* SELECTED TEXT
§ §
Merced County
Biographies
THOMAS D. CALKINS
The development of the Great Golden State is due to the energy and patience of the pioneers who left their comfortable homes in the East and came to the West and helped in the task to establish a State. One of these families was the Calkins', who trace their ancestry, by well preserved records, not only back to the Eastern States, but to the nobility in England. M. D. Calkins, father of our subject, was a native of Ohio and in 1852 came to Nevada City, Cal. He had married in the East, Elizabeth A. Sayles, also born in Ohio, who joined him in California in 1853, and their first child was born here. Later the family returned east and established the family home in Chicago, where Mr. Calkins became established as a journalist. He made numerous trips to California to look after his mining interests here, until in 1878, when he returned with his family. Both he and his wife died in San Francisco.
§ §
* DATA BLOCK
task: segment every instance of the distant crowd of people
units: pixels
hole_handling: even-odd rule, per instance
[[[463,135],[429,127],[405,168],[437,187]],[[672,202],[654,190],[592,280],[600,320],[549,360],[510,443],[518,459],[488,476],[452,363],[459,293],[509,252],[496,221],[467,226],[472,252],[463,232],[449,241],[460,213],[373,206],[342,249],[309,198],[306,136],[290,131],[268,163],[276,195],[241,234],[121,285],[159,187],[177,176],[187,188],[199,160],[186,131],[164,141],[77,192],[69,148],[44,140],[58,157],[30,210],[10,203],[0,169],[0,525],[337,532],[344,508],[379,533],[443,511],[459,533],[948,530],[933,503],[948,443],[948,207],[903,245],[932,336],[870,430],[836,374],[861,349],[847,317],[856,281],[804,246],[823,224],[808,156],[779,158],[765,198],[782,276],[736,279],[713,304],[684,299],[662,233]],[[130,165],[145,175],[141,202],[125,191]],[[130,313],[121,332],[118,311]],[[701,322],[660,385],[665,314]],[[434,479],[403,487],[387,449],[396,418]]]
§ §
* DIRECTIVES
(1) Decide whether each statement agrees with the biography of Thomas D. Calkins, answering yes or no and quoting the deciding words: (a) M. D. Calkins was born in Ohio. (b) Elizabeth A. Sayles reached California in the same year as her husband. (c) In the East, the family settled in Chicago.
(2) According to the biography of Thomas D. Calkins, what occupation did Mr. Calkins take up in Chicago?
(3) Carry the biography of Thomas D. Calkins forward from its final sentence.

* ANSWERS GIVEN
(1)
(a) Yes: "M. D. Calkins, father of our subject, was a native of Ohio"
(b) No: "who joined him in California in 1853"
(c) Yes: "established the family home in Chicago"

(2) He became established as a journalist.

(3)
Thomas D. Calkins was born in Elyria, Ohio, on April 13, 1858, the second of seven sons, of whom three are still living. He attended the public schools in Illinois, also an academy in Chicago. In 1879 he came to California and established a newspaper in Forest City, called the Sierra County Tribune, which he moved to Downieville two years later, and conducted it for ten years. He then sold out and moved to Sutter Creek and was proprietor of the Amador County Record for another ten years. We next find him in San Francisco, where, with his two brothers, he established the Pacific Coast Miner, a mining and engineering journal, which was sold three years later to the Mining and Engineering Journal of New York. T. D. Calkins was one of the organizers of the Calkins Syndicate and in San Francisco he established the Orchard and Farm publication. After the fire and earthquake of 1906, when his material fortune was swept away, he sold his interest in the syndicate and spent four years as editor and owner of the Haywards Review, at Haywards; then he was four years in Monterey as owner of the Daily Cypress. In 1917 he came to Atwater and purchased the Atwater Signal, established in that town in 1911 by L. F. Atwater, since which time he has built up a good circulation and also does a good job printing business.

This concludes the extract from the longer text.